How to complete this task: Find the line below with "[ ] integer". Print it and every line after it exactly, through the last line, leaving out the pictures.

Stored items from a collection:
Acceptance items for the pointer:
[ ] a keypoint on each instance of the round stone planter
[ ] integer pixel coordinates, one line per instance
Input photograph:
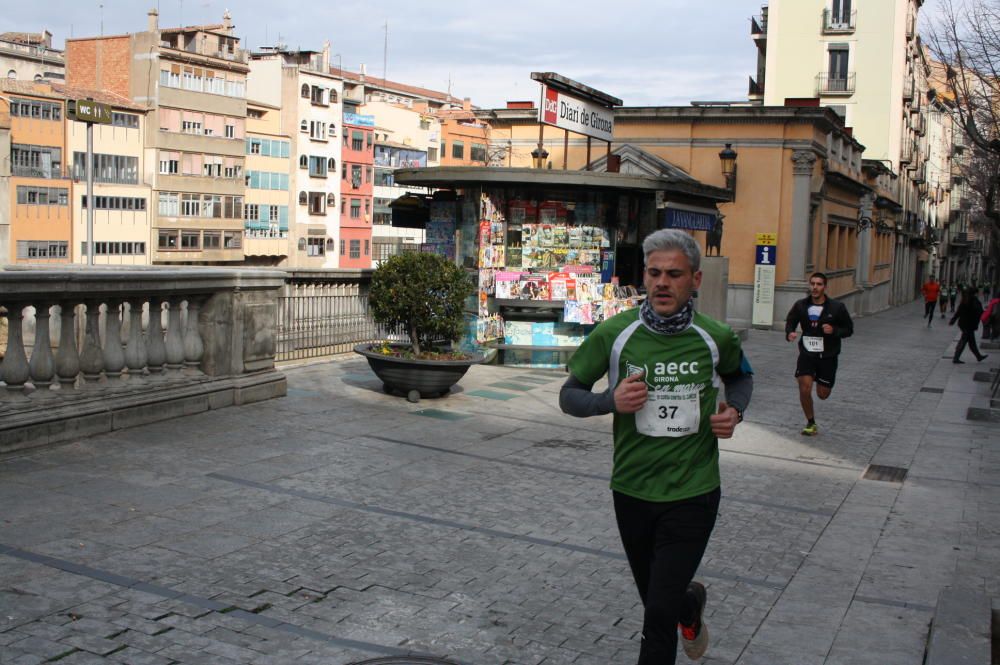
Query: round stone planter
(417, 378)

Output of the exercise:
[ ] integer pixel coordinates, one line per instance
Input photograph:
Query: round stone planter
(417, 378)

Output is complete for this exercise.